◆ **Work to complete**
Answer these questions from the market report below.
1. At which firm is Joseph Sroka chief investment officer?
2. According to Chinese authorities, how many lives has the coronavirus taken?
3. At what annual pace do analysts now see fourth-quarter earnings rising?

◆ **Passage**
####
Uncertainties surrounding the coronavirus epidemic and downbeat economic
data had put a damper on investor sentiment for much of the day. But a CNBC report that the Trump
administration could introduce a tax incentive for people earning less than
$200,000 to invest up to $10,000 in U.S. stocks gave the markets a late boost. “In
an election year, especially when the president is getting backlash that the
tax cut benefits only the rich, seeking a way to democratize the stock market to low income earners would
be a popular maneuver,” said Joseph Sroka, chief investment officer at
NovaPoint in Atlanta.
While the S&P 500 and the Nasdaq closed modestly higher, the
Dow lost ground. The three major stock averages
headed into the U.S. holiday weekend having posted their second consecutive weekly advances.
The coronavirus,
now called Covid-19, has
taken 1,380 lives and infected 63,851 people, according to Chinese
authorities. In a recent Reuters survey
of 40 economists, the respondents see China’s economy in the current quarter suffering
its slowest growth
since the financial crisis, but believe the downturn will be short-lived if the outbreak is contained. “The true economic implications of the
coronavirus are still unknown,” Sroka said, adding “at the end of the day,
earnings matter more for the sustainability of stocks than near-term
headlines.”
Indeed, of the 387 companies in the S&P 500 having reported fourth-quarter
results, 77.4% have
surprised Wall Street expectations to the upside, according to Refinitiv
data. Analysts now see fourth-quarter earnings rising
at an annual pace of 2.6%, a striking reversal of the 0.3% decline seen
on Jan 1.
In economic news, lackluster retail sales and industrial production data appeared
to justify the U.S. Federal
Reserve’s wait-and-see stance regarding its accommodative monetary
policy, reiterated by Fed Chair Jerome Powell earlier this week in Washington.
####
◆ **Record excerpts**
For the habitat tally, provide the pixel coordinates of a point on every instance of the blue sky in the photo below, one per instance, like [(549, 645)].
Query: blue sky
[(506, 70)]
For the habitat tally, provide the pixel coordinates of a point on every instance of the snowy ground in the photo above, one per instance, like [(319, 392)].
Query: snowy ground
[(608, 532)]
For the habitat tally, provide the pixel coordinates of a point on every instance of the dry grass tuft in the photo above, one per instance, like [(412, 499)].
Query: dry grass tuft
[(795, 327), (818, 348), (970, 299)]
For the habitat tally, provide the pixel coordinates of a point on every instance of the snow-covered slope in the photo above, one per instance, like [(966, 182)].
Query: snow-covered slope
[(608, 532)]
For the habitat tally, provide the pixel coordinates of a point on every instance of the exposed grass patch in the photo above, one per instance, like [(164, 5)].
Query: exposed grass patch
####
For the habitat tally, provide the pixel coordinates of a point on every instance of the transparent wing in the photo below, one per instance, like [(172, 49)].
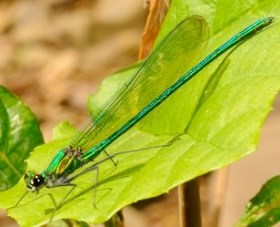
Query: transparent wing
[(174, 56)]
####
◆ **Completed exercise**
1. NovaPoint
2. 1,380
3. 2.6%